◆ **ABOUT THIS TASK**
Omit the pictures found among the records and print everything else exactly as it stands.
>>
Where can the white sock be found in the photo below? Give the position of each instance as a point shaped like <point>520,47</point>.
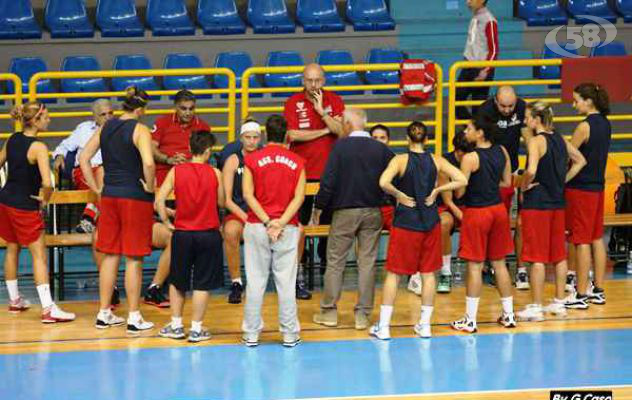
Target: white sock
<point>196,326</point>
<point>471,307</point>
<point>134,316</point>
<point>385,315</point>
<point>446,267</point>
<point>44,293</point>
<point>426,314</point>
<point>507,303</point>
<point>176,322</point>
<point>12,287</point>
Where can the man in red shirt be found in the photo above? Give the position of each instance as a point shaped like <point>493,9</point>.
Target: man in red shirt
<point>274,189</point>
<point>314,122</point>
<point>170,135</point>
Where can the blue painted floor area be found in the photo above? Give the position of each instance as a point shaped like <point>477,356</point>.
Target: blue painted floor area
<point>326,369</point>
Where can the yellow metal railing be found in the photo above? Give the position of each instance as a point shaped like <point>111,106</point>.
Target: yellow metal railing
<point>16,97</point>
<point>231,91</point>
<point>623,159</point>
<point>437,122</point>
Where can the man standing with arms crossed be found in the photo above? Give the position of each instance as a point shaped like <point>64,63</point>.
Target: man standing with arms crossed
<point>274,189</point>
<point>314,122</point>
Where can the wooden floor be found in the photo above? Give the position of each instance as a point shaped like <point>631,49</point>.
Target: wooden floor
<point>24,333</point>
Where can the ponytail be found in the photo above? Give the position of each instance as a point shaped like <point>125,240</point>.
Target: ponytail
<point>135,98</point>
<point>596,93</point>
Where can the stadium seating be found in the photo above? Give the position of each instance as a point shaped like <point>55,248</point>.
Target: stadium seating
<point>269,16</point>
<point>383,56</point>
<point>169,18</point>
<point>369,15</point>
<point>25,68</point>
<point>319,16</point>
<point>283,58</point>
<point>17,20</point>
<point>68,19</point>
<point>238,62</point>
<point>173,61</point>
<point>597,8</point>
<point>542,12</point>
<point>118,18</point>
<point>135,61</point>
<point>610,50</point>
<point>219,17</point>
<point>82,63</point>
<point>339,57</point>
<point>553,71</point>
<point>624,7</point>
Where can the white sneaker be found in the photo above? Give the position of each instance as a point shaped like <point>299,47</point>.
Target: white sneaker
<point>556,308</point>
<point>53,314</point>
<point>104,322</point>
<point>532,312</point>
<point>137,327</point>
<point>423,330</point>
<point>508,320</point>
<point>465,324</point>
<point>414,284</point>
<point>380,332</point>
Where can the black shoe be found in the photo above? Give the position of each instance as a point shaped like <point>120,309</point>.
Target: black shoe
<point>154,297</point>
<point>301,292</point>
<point>236,289</point>
<point>116,298</point>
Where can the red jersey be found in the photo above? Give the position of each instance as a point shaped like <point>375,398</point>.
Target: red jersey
<point>172,138</point>
<point>195,187</point>
<point>275,172</point>
<point>300,115</point>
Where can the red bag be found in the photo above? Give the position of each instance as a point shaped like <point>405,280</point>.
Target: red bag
<point>417,81</point>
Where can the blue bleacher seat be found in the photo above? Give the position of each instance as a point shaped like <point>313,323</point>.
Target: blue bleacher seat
<point>173,61</point>
<point>283,58</point>
<point>369,15</point>
<point>383,56</point>
<point>624,7</point>
<point>238,62</point>
<point>269,16</point>
<point>118,18</point>
<point>134,61</point>
<point>339,57</point>
<point>219,17</point>
<point>612,49</point>
<point>597,8</point>
<point>25,68</point>
<point>542,12</point>
<point>82,63</point>
<point>68,19</point>
<point>17,20</point>
<point>319,16</point>
<point>553,71</point>
<point>169,18</point>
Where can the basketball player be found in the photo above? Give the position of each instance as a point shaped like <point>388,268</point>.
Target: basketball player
<point>125,224</point>
<point>26,193</point>
<point>415,243</point>
<point>196,243</point>
<point>485,230</point>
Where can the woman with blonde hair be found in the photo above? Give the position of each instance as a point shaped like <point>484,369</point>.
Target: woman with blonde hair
<point>25,195</point>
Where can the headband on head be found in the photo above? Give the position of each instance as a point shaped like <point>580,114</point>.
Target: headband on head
<point>250,127</point>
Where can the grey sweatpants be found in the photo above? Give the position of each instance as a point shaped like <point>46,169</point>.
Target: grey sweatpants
<point>261,256</point>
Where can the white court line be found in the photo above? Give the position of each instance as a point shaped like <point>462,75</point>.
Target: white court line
<point>403,396</point>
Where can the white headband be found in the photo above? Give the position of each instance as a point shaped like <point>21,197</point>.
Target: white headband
<point>250,127</point>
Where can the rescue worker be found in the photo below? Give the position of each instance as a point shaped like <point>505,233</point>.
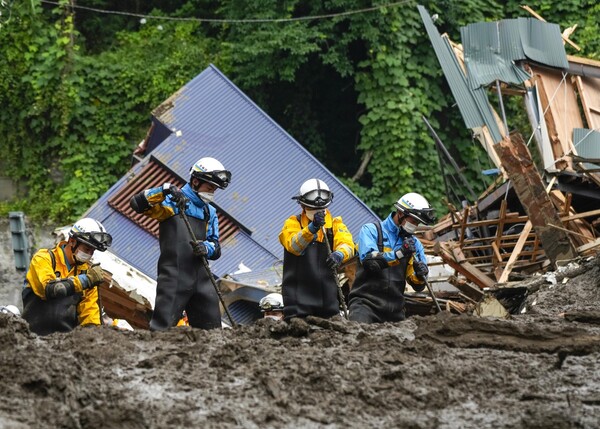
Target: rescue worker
<point>10,309</point>
<point>308,284</point>
<point>183,283</point>
<point>390,255</point>
<point>271,306</point>
<point>60,290</point>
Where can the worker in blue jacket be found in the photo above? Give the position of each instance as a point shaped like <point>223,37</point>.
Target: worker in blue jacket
<point>183,283</point>
<point>390,255</point>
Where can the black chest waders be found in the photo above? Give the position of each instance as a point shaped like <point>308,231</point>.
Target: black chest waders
<point>52,315</point>
<point>308,286</point>
<point>378,297</point>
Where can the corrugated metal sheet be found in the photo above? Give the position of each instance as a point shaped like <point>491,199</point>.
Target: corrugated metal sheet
<point>587,145</point>
<point>150,176</point>
<point>140,248</point>
<point>212,117</point>
<point>472,103</point>
<point>542,42</point>
<point>491,49</point>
<<
◆ **RESPONSE TO THIS TASK**
Where can the white sock be found in the photo below? Give the position of each instance as a point shaped like <point>520,47</point>.
Target: white sock
<point>196,326</point>
<point>471,307</point>
<point>134,316</point>
<point>385,315</point>
<point>446,267</point>
<point>44,293</point>
<point>426,314</point>
<point>507,303</point>
<point>176,322</point>
<point>12,287</point>
Where can the man in red shirt be found in the photo above? Give the position of each instance as a point shaped like <point>493,9</point>.
Target: man in red shirt
<point>274,189</point>
<point>314,122</point>
<point>170,135</point>
Where can the blue painted floor area be found in the photo above? Give the position of each instance as a point shaped like <point>477,356</point>.
Target: blue painted floor area
<point>326,369</point>
Where can the yellow metal railing be found in the photo above? Give the position of each instance as a point shaped like <point>111,106</point>.
Target: yellow metal railing
<point>16,97</point>
<point>231,91</point>
<point>623,159</point>
<point>437,122</point>
Where can the man standing with arms crossed be found in the photo above? Give the position of each instance as a point shaped like <point>64,63</point>.
Target: man standing with arms crossed
<point>274,189</point>
<point>314,122</point>
Where can the wooden floor be found in the photo above? Give the position of each instance as a point shaped like <point>631,49</point>.
Target: wooden floor
<point>24,333</point>
Where can the ponytail be found in the photo above? Give the position of each instance as a point shaped like <point>125,240</point>.
Target: ponytail
<point>135,98</point>
<point>596,93</point>
Where can the stadium seating be found in the photo above? Give the position of each instance as a point shaped like <point>55,248</point>.
Target: stadium seating
<point>269,16</point>
<point>383,56</point>
<point>169,18</point>
<point>369,15</point>
<point>25,68</point>
<point>319,16</point>
<point>283,58</point>
<point>17,20</point>
<point>68,19</point>
<point>238,62</point>
<point>173,61</point>
<point>597,8</point>
<point>542,12</point>
<point>118,18</point>
<point>135,61</point>
<point>610,50</point>
<point>219,17</point>
<point>82,63</point>
<point>339,57</point>
<point>553,71</point>
<point>624,7</point>
Where can the white sneaker be found in the photo above? Give the position of each instance as a point shaped like <point>299,47</point>.
Target: white sneaker
<point>556,308</point>
<point>53,314</point>
<point>104,322</point>
<point>532,312</point>
<point>137,327</point>
<point>423,330</point>
<point>508,320</point>
<point>465,324</point>
<point>414,284</point>
<point>380,332</point>
Where can the black shoe be found in the photo above? Give the position of each instance as a point shaped like <point>120,309</point>.
Target: black shoe
<point>154,297</point>
<point>301,292</point>
<point>236,289</point>
<point>116,298</point>
Where can the red jersey be found in the photo above? Give the position of each instance as a point shaped like <point>375,398</point>.
Target: red jersey
<point>172,138</point>
<point>195,187</point>
<point>275,172</point>
<point>300,115</point>
Where can the red bag be found in the photo above? Give the position of each instance as a point shaped like <point>405,280</point>.
Target: red bag
<point>417,81</point>
Where can the blue bleacher seat be found in the photo above? Give the position of each instance as a point shaped like <point>313,323</point>.
Target: blue bleacher seat
<point>173,61</point>
<point>283,58</point>
<point>369,15</point>
<point>383,56</point>
<point>624,7</point>
<point>238,62</point>
<point>269,16</point>
<point>118,18</point>
<point>134,61</point>
<point>339,57</point>
<point>219,17</point>
<point>612,49</point>
<point>597,8</point>
<point>25,68</point>
<point>542,12</point>
<point>82,63</point>
<point>68,19</point>
<point>17,20</point>
<point>319,16</point>
<point>553,71</point>
<point>169,18</point>
Where can the basketball player be found in the photo above? Give the position of each instance as a point shaped like <point>388,268</point>.
Target: basketball player
<point>125,224</point>
<point>26,193</point>
<point>415,243</point>
<point>196,243</point>
<point>485,230</point>
Where can the woman with blonde hair be found in the photo above? Give the position of each instance as a point shaped like <point>484,369</point>.
Target: woman with blonde hair
<point>25,195</point>
Where can the headband on head be found in the photo above? Give the position of each instance as a point shaped like <point>580,114</point>.
Target: headband on head
<point>250,127</point>
Where can the grey sweatpants be found in the photo above? Give the position of each instance as a point shaped like <point>46,169</point>.
Target: grey sweatpants
<point>261,256</point>
Where can the white court line be found in the photo above? Give the position of each instance as a point shaped like <point>462,75</point>.
Target: white court line
<point>403,396</point>
Where can the white headband be found in the photo above? Give the position of each instance as a point shaped like <point>21,197</point>.
Target: white headband
<point>250,127</point>
Where can the rescue worker be found in the photo below? Give the position of each instance as a point shaped like <point>505,233</point>.
Target: rescue worker
<point>10,309</point>
<point>308,284</point>
<point>183,283</point>
<point>390,255</point>
<point>271,306</point>
<point>60,290</point>
Where can the worker in blue jacket be found in the photo above? Give the position of each instance as a point shaped like <point>223,37</point>.
Target: worker in blue jacket
<point>183,283</point>
<point>390,255</point>
Where can the black chest waders be found in the photo above? Give the position of each instance as a point shaped like <point>308,231</point>.
Target: black chest waders
<point>52,315</point>
<point>308,286</point>
<point>378,297</point>
Where can the corrugated metal sheet be found in the photo above? Give the position of each instance as a point shaped like <point>491,199</point>.
Target: corrugated metal sheet
<point>587,145</point>
<point>150,176</point>
<point>140,248</point>
<point>212,117</point>
<point>472,103</point>
<point>542,42</point>
<point>491,49</point>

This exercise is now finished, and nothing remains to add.